**What you need to do:** Reproduce all of the records below verbatim, with every line and character left unchanged.

**Stored data:**
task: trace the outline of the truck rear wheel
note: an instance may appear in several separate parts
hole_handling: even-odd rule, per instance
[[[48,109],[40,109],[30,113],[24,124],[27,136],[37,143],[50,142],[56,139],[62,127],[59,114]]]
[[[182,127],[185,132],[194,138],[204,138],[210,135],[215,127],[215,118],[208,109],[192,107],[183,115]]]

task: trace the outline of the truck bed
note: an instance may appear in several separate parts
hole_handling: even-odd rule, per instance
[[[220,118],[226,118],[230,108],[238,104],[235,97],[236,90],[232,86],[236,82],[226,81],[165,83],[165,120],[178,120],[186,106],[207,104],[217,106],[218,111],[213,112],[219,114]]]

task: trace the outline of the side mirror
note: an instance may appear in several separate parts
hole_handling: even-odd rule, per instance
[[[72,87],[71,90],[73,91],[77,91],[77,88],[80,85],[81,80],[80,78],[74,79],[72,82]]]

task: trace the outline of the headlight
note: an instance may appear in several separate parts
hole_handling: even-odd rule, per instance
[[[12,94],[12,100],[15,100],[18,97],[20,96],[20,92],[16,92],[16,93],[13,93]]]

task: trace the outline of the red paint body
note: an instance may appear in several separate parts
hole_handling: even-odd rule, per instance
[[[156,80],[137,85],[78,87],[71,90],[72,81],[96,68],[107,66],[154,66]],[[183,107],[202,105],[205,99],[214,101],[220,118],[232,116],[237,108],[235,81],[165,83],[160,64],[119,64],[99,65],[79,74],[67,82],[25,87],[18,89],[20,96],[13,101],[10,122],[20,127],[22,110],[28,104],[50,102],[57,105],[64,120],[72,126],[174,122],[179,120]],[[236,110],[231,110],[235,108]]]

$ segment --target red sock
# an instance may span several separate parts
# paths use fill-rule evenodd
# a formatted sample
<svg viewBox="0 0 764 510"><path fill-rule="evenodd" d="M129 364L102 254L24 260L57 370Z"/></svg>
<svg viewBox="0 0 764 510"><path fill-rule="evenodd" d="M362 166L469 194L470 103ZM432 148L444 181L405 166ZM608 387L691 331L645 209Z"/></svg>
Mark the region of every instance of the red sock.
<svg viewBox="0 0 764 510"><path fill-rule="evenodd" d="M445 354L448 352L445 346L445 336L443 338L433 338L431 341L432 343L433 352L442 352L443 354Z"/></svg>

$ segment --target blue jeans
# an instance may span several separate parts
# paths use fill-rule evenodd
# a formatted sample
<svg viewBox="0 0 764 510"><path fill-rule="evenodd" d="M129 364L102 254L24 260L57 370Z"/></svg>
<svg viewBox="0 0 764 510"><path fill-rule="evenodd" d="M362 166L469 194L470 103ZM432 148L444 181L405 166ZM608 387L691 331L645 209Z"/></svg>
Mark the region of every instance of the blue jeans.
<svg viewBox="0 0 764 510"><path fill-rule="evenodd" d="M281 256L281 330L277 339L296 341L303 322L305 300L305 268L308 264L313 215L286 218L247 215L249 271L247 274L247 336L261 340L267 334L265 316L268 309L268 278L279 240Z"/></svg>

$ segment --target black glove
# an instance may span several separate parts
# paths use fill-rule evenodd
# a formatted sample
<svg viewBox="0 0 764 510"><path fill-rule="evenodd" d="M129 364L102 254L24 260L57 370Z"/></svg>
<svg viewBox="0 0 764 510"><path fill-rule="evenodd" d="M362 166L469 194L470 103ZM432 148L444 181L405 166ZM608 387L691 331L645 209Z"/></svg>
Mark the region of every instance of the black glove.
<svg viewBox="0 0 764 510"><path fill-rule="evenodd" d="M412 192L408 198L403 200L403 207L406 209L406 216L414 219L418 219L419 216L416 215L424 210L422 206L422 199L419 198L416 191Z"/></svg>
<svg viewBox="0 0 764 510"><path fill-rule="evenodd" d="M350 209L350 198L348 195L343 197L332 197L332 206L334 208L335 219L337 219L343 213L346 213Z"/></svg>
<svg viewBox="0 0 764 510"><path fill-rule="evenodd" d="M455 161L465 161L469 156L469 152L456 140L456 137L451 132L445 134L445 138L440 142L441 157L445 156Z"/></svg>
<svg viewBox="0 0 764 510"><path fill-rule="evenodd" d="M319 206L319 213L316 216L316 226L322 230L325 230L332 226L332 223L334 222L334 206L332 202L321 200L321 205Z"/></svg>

**Exercise response:**
task: trace the outline of the truck rear wheel
note: an instance may appear in several separate parts
hole_handling: even-odd rule, per instance
[[[48,109],[40,109],[30,113],[24,124],[27,136],[37,143],[50,142],[56,139],[62,127],[59,114]]]
[[[182,127],[185,132],[194,138],[204,138],[210,135],[215,127],[215,118],[208,109],[192,107],[183,115]]]

task: trace the outline of the truck bed
note: an instance may appear in several separate parts
hole_handling: even-odd rule, per instance
[[[220,118],[226,118],[230,108],[238,104],[235,97],[236,90],[232,86],[236,82],[226,81],[165,83],[165,120],[178,120],[186,106],[207,104],[217,106],[218,111],[213,112],[219,114]]]

task: trace the outline of the side mirror
note: an instance may appear in several separate parts
hole_handling: even-odd rule, per instance
[[[72,87],[71,90],[73,91],[77,91],[77,88],[80,85],[81,80],[80,78],[74,79],[72,82]]]

task: trace the outline of the headlight
note: an instance may appear in several separate parts
hole_handling: even-odd rule, per instance
[[[12,94],[12,100],[15,100],[18,97],[20,96],[20,92],[16,92],[16,93],[13,93]]]

task: trace the outline of the red paint body
note: an instance may appear in several separate parts
hole_handling: even-odd rule, per instance
[[[156,80],[137,85],[78,87],[71,90],[72,81],[96,68],[107,66],[154,66]],[[183,107],[202,105],[205,99],[214,101],[220,118],[232,116],[237,108],[235,81],[165,83],[160,64],[119,64],[99,65],[79,74],[67,82],[25,87],[18,89],[20,96],[13,101],[10,122],[20,127],[22,110],[28,104],[50,102],[57,105],[64,120],[72,126],[174,122],[179,120]],[[236,110],[231,110],[235,108]]]

$ segment --target red sock
# an instance may span several separate parts
# paths use fill-rule evenodd
# a formatted sample
<svg viewBox="0 0 764 510"><path fill-rule="evenodd" d="M129 364L102 254L24 260L57 370Z"/></svg>
<svg viewBox="0 0 764 510"><path fill-rule="evenodd" d="M362 166L469 194L470 103ZM432 148L444 181L405 166ZM608 387L691 331L645 209Z"/></svg>
Mark the region of every instance of the red sock.
<svg viewBox="0 0 764 510"><path fill-rule="evenodd" d="M445 354L448 352L445 346L445 336L443 338L433 338L431 341L432 343L433 352L442 352L443 354Z"/></svg>

$ segment --target blue jeans
# an instance may span several separate parts
# paths use fill-rule evenodd
# a formatted sample
<svg viewBox="0 0 764 510"><path fill-rule="evenodd" d="M129 364L102 254L24 260L57 370Z"/></svg>
<svg viewBox="0 0 764 510"><path fill-rule="evenodd" d="M362 166L469 194L470 103ZM432 148L444 181L405 166ZM608 387L691 331L645 209Z"/></svg>
Mark the region of every instance of the blue jeans.
<svg viewBox="0 0 764 510"><path fill-rule="evenodd" d="M281 256L281 330L277 339L296 341L303 322L305 300L305 268L308 264L313 215L286 218L247 215L249 271L247 274L247 336L261 340L267 334L265 316L268 309L268 278L279 240Z"/></svg>

$ segment --target black glove
# an instance may span several separate parts
# paths use fill-rule evenodd
# a formatted sample
<svg viewBox="0 0 764 510"><path fill-rule="evenodd" d="M129 364L102 254L24 260L57 370Z"/></svg>
<svg viewBox="0 0 764 510"><path fill-rule="evenodd" d="M362 166L469 194L470 103ZM432 148L444 181L405 166ZM608 387L691 331L645 209Z"/></svg>
Mark the region of every instance of the black glove.
<svg viewBox="0 0 764 510"><path fill-rule="evenodd" d="M412 192L408 198L403 200L403 207L406 209L406 216L414 219L418 219L419 216L416 215L424 210L422 206L422 199L419 198L416 191Z"/></svg>
<svg viewBox="0 0 764 510"><path fill-rule="evenodd" d="M350 209L350 198L348 195L343 197L332 197L332 206L334 208L335 219L337 219L343 213L346 213Z"/></svg>
<svg viewBox="0 0 764 510"><path fill-rule="evenodd" d="M455 161L465 161L469 156L469 152L456 140L456 137L451 132L445 134L445 138L440 142L441 157L445 156Z"/></svg>
<svg viewBox="0 0 764 510"><path fill-rule="evenodd" d="M319 206L319 213L316 216L316 226L322 230L325 230L332 226L332 223L334 222L334 206L332 202L321 200L321 205Z"/></svg>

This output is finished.